◆ **Texto proporcionado**
--------------------

Un grupo de venezolanos, obviamente inmigrantes, se reúne en un restaurante llamado Abasto, el último sábado de cada mes, en Bogotá, con un toque de alegría melancólica, a conversar sobre textos publicados en La Vida de Nos.
Abasto es un espacio muy grato. Abierto. Transparente. Esos lugares que por su diseño fresco y su luminosidad interior comunican de inmediato lo que un amigo muy emotivo llamaría tan buena energía como excelente comida.
Abasto está ubicado en Quinta Camacho, una zona muy amable de la capital colombiana que cada vez se hace más rica en gastronomía, cafés, salas de música en vivo, cervecerías artesanales y buenas librerías. Lo que en muchas ciudades se llama una zona rosa.
La Vida de Nos también es de muy buenas energías. Se trata de una plataforma dirigida por dos profesionales venezolanos de la escritura y el periodismo, Albor Rodríguez y Héctor Torres. Como ellos mismos lo definen en su presentación web, es un espacio referencial de historias que “busca ser puente en el que se encuentren las mejores expresiones del arte de contar con un objetivo específico: compartir historias que conecten y conmuevan al lector común”.

--------------------

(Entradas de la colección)
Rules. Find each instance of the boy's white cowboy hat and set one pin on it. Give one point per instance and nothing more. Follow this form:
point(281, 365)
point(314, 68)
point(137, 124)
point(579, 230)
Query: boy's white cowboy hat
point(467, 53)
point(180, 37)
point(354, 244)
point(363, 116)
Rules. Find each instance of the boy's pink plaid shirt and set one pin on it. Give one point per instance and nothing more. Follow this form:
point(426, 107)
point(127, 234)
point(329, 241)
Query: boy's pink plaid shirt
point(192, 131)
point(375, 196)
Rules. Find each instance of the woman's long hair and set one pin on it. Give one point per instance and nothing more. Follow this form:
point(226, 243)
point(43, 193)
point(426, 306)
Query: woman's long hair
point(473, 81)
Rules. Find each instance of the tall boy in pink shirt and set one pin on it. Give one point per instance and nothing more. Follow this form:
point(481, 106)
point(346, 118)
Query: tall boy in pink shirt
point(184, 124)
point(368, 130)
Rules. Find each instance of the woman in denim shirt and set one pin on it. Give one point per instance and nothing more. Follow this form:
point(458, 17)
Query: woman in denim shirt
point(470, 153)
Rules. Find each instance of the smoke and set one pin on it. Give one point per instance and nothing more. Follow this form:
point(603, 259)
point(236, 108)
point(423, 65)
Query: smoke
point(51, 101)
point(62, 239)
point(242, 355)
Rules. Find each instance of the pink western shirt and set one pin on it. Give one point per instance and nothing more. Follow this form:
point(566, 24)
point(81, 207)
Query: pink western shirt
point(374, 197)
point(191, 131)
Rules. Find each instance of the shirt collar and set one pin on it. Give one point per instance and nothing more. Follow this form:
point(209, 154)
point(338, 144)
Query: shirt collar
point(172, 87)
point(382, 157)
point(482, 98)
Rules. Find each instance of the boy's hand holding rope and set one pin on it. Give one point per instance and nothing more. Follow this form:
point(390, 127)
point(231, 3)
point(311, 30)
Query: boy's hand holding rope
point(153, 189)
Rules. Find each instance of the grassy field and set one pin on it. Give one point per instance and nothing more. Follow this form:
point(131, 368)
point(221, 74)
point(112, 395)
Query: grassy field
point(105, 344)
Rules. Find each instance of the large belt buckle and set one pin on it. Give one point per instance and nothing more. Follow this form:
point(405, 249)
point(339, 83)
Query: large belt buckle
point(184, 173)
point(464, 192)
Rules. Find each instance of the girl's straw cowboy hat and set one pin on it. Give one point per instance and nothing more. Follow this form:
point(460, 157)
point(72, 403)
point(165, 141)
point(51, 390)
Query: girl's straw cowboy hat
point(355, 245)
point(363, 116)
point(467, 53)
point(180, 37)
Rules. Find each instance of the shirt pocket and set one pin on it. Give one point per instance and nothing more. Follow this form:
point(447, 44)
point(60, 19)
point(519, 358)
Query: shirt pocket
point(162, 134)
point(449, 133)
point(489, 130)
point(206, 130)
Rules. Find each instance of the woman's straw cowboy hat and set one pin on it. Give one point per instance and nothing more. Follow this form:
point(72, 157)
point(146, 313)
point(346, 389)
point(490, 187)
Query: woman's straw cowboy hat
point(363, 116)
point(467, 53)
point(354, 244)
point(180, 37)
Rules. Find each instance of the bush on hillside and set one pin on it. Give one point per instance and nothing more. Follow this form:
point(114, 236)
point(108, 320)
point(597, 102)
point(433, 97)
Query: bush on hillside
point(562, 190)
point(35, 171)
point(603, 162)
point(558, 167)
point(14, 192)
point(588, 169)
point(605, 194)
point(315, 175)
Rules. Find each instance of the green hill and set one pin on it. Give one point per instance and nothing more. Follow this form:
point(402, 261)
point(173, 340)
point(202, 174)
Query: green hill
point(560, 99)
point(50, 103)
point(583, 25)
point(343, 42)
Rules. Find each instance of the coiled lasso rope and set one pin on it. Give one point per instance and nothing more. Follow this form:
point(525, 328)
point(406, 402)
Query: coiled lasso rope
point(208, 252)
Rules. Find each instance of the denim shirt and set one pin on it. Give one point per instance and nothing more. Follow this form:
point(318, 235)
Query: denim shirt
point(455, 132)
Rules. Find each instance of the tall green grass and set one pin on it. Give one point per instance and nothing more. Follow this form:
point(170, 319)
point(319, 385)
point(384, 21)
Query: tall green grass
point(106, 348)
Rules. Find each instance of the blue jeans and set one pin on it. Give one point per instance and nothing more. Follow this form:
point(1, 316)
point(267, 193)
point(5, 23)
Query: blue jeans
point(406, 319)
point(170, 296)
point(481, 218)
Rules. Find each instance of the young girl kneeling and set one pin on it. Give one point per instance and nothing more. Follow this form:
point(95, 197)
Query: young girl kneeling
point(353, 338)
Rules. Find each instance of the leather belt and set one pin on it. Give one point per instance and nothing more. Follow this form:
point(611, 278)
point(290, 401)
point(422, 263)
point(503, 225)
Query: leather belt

--------------------

◆ **Problema escrito 1**
Cambia "luminosidad" por "claridad" y escribe de nuevo el fragmento del texto sobre el restaurante Abasto que empieza en las palabras "Abasto es un" y termina después de "como excelente comida.".
◆ **Problema escrito 2**
Reporta cada línea de los registros que contenga la palabra "girl" y cópiala completa. Distingue entre mayúsculas y minúsculas.
El texto y los registros son materiales independientes entre sí.

◆ **Respuesta del ejercicio 1**
Abasto es un espacio muy grato. Abierto. Transparente. Esos lugares que por su diseño fresco y su claridad interior comunican de inmediato lo que un amigo muy emotivo llamaría tan buena energía como excelente comida.

◆ **Respuesta del ejercicio 2**
Rules. Find each instance of the girl's straw cowboy hat and set one pin on it. Give one point per instance and nothing more. Follow this form:
Query: girl's straw cowboy hat
Rules. Find each instance of the young girl kneeling and set one pin on it. Give one point per instance and nothing more. Follow this form:
Query: young girl kneeling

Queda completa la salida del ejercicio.